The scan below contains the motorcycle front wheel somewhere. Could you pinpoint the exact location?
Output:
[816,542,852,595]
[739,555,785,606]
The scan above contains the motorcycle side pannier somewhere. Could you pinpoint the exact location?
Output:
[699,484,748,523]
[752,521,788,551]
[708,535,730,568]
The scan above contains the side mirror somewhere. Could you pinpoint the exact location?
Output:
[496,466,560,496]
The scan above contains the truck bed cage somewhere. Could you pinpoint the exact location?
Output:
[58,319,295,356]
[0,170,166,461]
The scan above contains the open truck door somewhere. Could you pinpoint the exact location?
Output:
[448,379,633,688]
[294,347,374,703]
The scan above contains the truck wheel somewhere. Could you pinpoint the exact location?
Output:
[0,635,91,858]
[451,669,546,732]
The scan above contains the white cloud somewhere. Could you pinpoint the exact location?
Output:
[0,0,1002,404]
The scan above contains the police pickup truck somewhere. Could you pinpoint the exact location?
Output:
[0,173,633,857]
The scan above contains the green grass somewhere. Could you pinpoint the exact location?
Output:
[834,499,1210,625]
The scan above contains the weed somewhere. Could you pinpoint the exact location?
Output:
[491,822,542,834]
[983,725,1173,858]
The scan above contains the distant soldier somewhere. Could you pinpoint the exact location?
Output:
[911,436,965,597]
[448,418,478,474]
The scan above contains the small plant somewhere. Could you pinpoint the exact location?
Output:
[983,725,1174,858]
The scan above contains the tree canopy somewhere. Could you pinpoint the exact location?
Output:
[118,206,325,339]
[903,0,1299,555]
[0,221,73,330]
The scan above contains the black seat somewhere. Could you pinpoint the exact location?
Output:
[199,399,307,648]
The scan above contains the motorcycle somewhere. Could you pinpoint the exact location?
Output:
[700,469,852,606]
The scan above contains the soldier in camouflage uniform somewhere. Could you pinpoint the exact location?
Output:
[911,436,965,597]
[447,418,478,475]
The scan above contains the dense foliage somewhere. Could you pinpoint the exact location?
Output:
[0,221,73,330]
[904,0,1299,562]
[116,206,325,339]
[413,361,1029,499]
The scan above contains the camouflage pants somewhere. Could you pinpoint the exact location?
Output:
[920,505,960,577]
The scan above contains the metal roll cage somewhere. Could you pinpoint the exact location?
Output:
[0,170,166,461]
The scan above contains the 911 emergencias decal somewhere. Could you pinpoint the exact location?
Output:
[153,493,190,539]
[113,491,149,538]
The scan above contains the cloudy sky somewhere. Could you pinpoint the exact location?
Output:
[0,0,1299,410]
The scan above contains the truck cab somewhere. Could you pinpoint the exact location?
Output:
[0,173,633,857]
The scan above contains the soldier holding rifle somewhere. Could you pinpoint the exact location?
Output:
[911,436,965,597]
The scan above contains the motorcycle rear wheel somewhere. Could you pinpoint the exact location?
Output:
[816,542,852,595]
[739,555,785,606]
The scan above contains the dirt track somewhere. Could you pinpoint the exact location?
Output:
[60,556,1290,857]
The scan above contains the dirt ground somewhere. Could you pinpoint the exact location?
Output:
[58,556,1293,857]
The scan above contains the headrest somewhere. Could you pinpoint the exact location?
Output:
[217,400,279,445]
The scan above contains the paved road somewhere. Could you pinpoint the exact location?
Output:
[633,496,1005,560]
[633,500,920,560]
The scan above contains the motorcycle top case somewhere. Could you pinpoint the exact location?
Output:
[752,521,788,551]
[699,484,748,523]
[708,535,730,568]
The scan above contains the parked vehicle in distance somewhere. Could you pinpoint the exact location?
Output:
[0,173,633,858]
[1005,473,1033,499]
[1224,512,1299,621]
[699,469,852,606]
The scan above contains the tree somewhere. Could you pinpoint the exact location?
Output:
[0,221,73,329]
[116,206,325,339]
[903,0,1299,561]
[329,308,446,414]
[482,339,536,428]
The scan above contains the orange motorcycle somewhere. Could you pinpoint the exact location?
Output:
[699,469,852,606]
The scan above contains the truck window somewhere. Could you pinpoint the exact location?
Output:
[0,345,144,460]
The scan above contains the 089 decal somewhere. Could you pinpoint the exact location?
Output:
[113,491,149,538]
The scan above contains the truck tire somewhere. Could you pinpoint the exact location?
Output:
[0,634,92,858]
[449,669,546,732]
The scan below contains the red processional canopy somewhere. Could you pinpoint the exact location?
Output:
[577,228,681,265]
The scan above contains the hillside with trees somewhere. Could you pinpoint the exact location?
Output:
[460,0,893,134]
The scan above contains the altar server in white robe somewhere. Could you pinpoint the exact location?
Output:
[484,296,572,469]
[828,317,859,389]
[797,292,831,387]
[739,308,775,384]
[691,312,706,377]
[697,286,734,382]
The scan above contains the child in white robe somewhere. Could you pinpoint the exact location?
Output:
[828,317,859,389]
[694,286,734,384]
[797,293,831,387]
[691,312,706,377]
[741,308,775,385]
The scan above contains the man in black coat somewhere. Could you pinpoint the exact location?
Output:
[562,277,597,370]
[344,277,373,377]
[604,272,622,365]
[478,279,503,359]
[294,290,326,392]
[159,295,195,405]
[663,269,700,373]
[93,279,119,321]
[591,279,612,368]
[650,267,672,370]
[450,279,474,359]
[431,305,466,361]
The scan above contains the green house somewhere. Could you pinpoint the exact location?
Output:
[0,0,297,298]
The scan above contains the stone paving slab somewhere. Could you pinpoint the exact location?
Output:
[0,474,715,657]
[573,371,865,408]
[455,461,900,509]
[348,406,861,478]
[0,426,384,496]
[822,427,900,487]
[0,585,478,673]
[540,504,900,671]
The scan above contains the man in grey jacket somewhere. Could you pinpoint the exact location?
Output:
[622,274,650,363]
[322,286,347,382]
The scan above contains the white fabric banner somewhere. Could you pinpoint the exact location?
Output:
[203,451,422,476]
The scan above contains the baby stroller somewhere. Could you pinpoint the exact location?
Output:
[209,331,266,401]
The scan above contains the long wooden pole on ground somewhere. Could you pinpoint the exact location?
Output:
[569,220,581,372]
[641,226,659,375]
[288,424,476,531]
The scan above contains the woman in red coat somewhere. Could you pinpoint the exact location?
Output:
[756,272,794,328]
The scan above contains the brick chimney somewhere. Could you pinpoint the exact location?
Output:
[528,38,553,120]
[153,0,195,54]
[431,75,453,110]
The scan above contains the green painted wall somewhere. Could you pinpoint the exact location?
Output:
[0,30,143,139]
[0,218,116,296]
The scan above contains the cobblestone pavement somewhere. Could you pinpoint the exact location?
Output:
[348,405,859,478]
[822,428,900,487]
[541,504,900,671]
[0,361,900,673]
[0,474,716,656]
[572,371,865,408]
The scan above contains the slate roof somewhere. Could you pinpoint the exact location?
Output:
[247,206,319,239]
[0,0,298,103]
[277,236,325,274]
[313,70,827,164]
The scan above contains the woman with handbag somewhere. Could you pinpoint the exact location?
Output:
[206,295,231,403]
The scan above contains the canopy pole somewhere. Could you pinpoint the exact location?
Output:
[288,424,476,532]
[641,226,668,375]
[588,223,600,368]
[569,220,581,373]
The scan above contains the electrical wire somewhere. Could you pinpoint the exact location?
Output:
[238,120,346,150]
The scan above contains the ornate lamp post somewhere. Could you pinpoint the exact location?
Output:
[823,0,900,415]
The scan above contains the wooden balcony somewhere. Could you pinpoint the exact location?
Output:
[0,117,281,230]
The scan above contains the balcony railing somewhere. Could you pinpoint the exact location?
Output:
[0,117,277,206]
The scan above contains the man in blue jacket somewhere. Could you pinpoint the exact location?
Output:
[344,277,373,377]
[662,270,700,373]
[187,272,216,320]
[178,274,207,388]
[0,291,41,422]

◆ EXERCISE ◆
Lay out every one of the rows above as a JSON list of strings, one string per line, leaving out any blank lines.

◆ SOLUTION TO THE EXERCISE ◆
[
  "The scan below contains the motorcycle front wheel somewhere. Could you pinpoint the exact location?",
  "Output:",
  "[816,542,852,595]",
  "[739,555,785,606]",
  "The scan above contains the motorcycle side pannier somewhere. Could you pinpoint the exact location?",
  "Output:",
  "[699,484,748,523]",
  "[752,521,788,551]",
  "[708,535,730,568]",
  "The scan above contains the side mirror somewhere. Could you pinpoint the exact location?",
  "Output:",
  "[496,466,560,496]",
  "The scan above contains the truck bed cage somewhere. Could you pinpoint the exact location?",
  "Output:",
  "[58,319,295,356]",
  "[0,170,166,461]",
  "The scan above contains the open truck door somewhere. Could you pinpoint the exact location?",
  "Output:",
  "[448,379,633,688]",
  "[294,347,374,703]",
  "The scan above contains the truck wheel somewhere. Could you pinpoint the exact location?",
  "Output:",
  "[0,635,91,858]",
  "[451,669,546,732]",
  "The scan above contains the white cloud somewhere. Could you pinpoint the exact location?",
  "Output:",
  "[0,0,1002,404]",
  "The scan above contains the police pickup truck somewhere. Could you pinpoint the exact location?",
  "Output:",
  "[0,173,633,857]",
  "The scan above contains the green grass somewhere. Could you pinpoint the exact location?",
  "Output:",
  "[834,499,1210,625]",
  "The scan above contains the weed somewhere. Could you pinpoint the exact location?",
  "Output:",
  "[491,822,542,834]",
  "[983,725,1173,858]",
  "The scan above contains the distant soldier somewhere. Could you pinpoint the exact location?",
  "Output:",
  "[911,436,965,597]",
  "[448,418,478,474]",
  "The scan above contains the small plant somewhere. Could you pinpoint the exact location?",
  "Output:",
  "[983,725,1174,858]",
  "The scan above contains the tree canopy somewhere. Could you pinpoint the exact location?",
  "Output:",
  "[118,206,325,339]",
  "[903,0,1299,555]",
  "[0,221,73,330]",
  "The scan above contains the black seat somewhere. Could you pinpoint the exact location?",
  "Output:",
  "[199,399,307,648]",
  "The scan above contains the motorcycle somewhere. Could you pinpoint the exact location?",
  "Output:",
  "[700,469,852,606]",
  "The scan above contains the soldier in camouflage uniform somewhere. Could you pinpoint the exact location?",
  "Output:",
  "[911,436,965,597]",
  "[447,418,478,475]",
  "The scan above contains the dense foliage somewhere. Could you pinpoint the exact location?",
  "Output:",
  "[0,221,73,330]",
  "[904,0,1299,562]",
  "[116,206,325,339]",
  "[413,361,1029,499]",
  "The scan above contains the camouflage pants somewhere. Could you pinpoint the exact location?",
  "Output:",
  "[920,505,960,577]",
  "The scan above contains the metal roll cage somewhere. Could you pinpoint the exact location?",
  "Output:",
  "[0,170,166,461]",
  "The scan above contains the 911 emergencias decal somewhere. Could you pinpoint the exact location?",
  "Output:",
  "[153,493,190,539]",
  "[113,491,149,538]",
  "The scan above contains the cloudy sky somewhere. Could you pinpoint the exact location?",
  "Output:",
  "[0,0,1299,410]",
  "The scan above contains the truck cab somewhere. Could you pinpoint the exact location?",
  "Output:",
  "[0,173,633,857]",
  "The scan above contains the soldier holding rifle somewhere. Could you pinpoint the exact location?",
  "Output:",
  "[911,436,965,597]",
  "The scan above contains the motorcycle rear wheel somewhere. Could you pinpoint the exact location?",
  "Output:",
  "[816,542,852,595]",
  "[739,555,785,606]",
  "The scan above contains the dirt track somewhere. Could you pinpoint the exact location?",
  "Output:",
  "[60,556,1290,857]",
  "The scan above contains the dirt ground somewhere. Could you pinpoint the exact location?",
  "Output:",
  "[58,556,1293,857]",
  "The scan above contains the headrest somewhere. Could you pinpoint the exact location?",
  "Output:",
  "[217,400,279,445]",
  "The scan above contains the paved road somewhere. Could you pinpoint the exact location?",
  "Output:",
  "[633,496,1005,560]",
  "[633,500,920,560]",
  "The scan above contains the motorcycle top case somewhere. Could you pinpoint the exact location?",
  "Output:",
  "[752,521,788,551]",
  "[699,484,748,523]",
  "[708,535,730,568]",
  "The scan above contains the parked vehicle in distance somewhere. Could you pinpoint the exact location?",
  "Output:",
  "[0,173,633,858]",
  "[1005,473,1033,499]",
  "[1224,512,1299,621]",
  "[699,469,852,606]",
  "The scan above contains the tree somewhere. Could you pinpoint the exact location?",
  "Output:",
  "[0,221,73,329]",
  "[116,206,325,339]",
  "[903,0,1299,561]",
  "[329,308,446,414]",
  "[482,339,536,428]",
  "The scan above contains the orange motorcycle somewhere. Could you pinpoint the exact location?",
  "Output:",
  "[699,469,852,606]",
  "The scan above contains the truck window somewhere. Could you pinpoint the exact location?",
  "Output:",
  "[0,345,144,460]",
  "The scan above contains the 089 decal somewhere. Could you pinpoint the exact location?",
  "Output:",
  "[113,491,149,538]",
  "The scan above contains the truck tire somewhere. Could you pinpoint the exact location?",
  "Output:",
  "[0,634,92,858]",
  "[449,669,546,732]",
  "The scan below contains the red processional canopy somewhere. Could you pinpoint the exact location?",
  "Output:",
  "[577,228,681,265]",
  "The scan above contains the hillside with trees somewhere. Could you pinpoint the exact location?",
  "Output:",
  "[460,0,893,134]",
  "The scan above contains the altar server in white robe somewhere. Could you pinpoint the exact location?",
  "Output:",
  "[484,296,572,469]",
  "[828,317,859,389]",
  "[797,292,831,387]",
  "[739,308,775,384]",
  "[691,312,706,377]",
  "[697,286,734,382]",
  "The scan above contains the child in white robe somewhere. Could you pinpoint the exact location?",
  "Output:",
  "[828,317,859,389]",
  "[694,286,734,384]",
  "[797,293,831,387]",
  "[691,312,706,377]",
  "[741,308,775,385]",
  "The scan above contains the man in black coat somewhere. Could you pinpoint the exact location?",
  "Output:",
  "[562,277,597,370]",
  "[344,277,373,377]",
  "[604,272,622,365]",
  "[478,279,503,359]",
  "[294,290,326,392]",
  "[159,295,195,405]",
  "[663,269,700,373]",
  "[93,279,119,321]",
  "[591,279,612,368]",
  "[650,267,672,370]",
  "[450,279,474,359]",
  "[431,305,466,361]",
  "The scan above contains the green house somewhere. Could you pinpoint the exact location?",
  "Output:",
  "[0,0,297,298]",
  "The scan above contains the stone paving slab somewhere. Could you pinpoint the exact location?",
  "Output:",
  "[0,474,715,657]",
  "[573,371,865,408]",
  "[455,461,900,509]",
  "[348,406,861,478]",
  "[0,426,384,496]",
  "[822,427,900,487]",
  "[0,585,478,673]",
  "[540,504,900,671]",
  "The scan above contains the man in grey jacket somewhere. Could you pinpoint the exact location?",
  "Output:",
  "[622,274,650,363]",
  "[322,286,347,382]",
  "The scan above contains the white fabric banner somewhere. Could you pinpoint the exact location?",
  "Output:",
  "[203,451,422,476]",
  "The scan above contains the baby stroller somewhere. Could you pinpoint the exact location?",
  "Output:",
  "[209,331,266,401]",
  "The scan above contains the long wooden pole on ground somewhere. Could you pinpoint the exact location?",
  "Output:",
  "[569,220,581,372]",
  "[641,226,659,375]",
  "[288,424,476,531]",
  "The scan above contains the woman in red coat somewhere. Could you pinpoint the exact location?",
  "Output:",
  "[756,272,794,328]",
  "The scan above contains the brick chimney somewhere. Could you pinpoint the exact location?",
  "Output:",
  "[528,38,553,120]",
  "[153,0,195,54]",
  "[431,75,453,110]",
  "The scan above contains the green painted wall somewhere. Could you pinpoint the exact location?",
  "Output:",
  "[0,30,143,139]",
  "[0,218,116,296]",
  "The scan above contains the cobblestone pavement somewhere. Could you pinpoint the exact location?",
  "Output:",
  "[348,405,859,478]",
  "[822,428,900,487]",
  "[541,504,900,671]",
  "[0,361,900,673]",
  "[0,474,716,656]",
  "[572,371,865,408]",
  "The scan above contains the slate roof somewhere. Could you pinpoint the exact location?",
  "Output:",
  "[247,206,319,239]",
  "[0,0,298,103]",
  "[277,236,325,274]",
  "[313,70,827,164]",
  "The scan above contains the woman with handbag somewhere. Could you pinpoint the exact location?",
  "Output:",
  "[206,295,231,403]",
  "The scan above contains the canopy pole somewhere. Could you pinpoint the exact location?",
  "Output:",
  "[288,424,476,532]",
  "[641,226,668,375]",
  "[588,223,600,368]",
  "[569,220,581,373]",
  "The scan above contains the electrical wire somewhere. Could you pinpoint the exact location?",
  "Output:",
  "[238,120,346,150]",
  "The scan above contains the ornate lamp post somewhere. Could you pinpoint the exact location?",
  "Output:",
  "[823,0,900,415]",
  "The scan above contains the wooden balcony somewhere. Could you pinpoint the exact location?",
  "Output:",
  "[0,117,281,230]",
  "The scan above contains the balcony railing somewhere. Could you pinpoint the exact location?",
  "Output:",
  "[0,117,277,206]",
  "The scan above contains the man in blue jacket somewhere. Could you pinpoint the exact location?",
  "Output:",
  "[344,277,373,377]",
  "[662,270,700,373]",
  "[187,272,216,320]",
  "[178,274,207,388]",
  "[0,291,41,422]"
]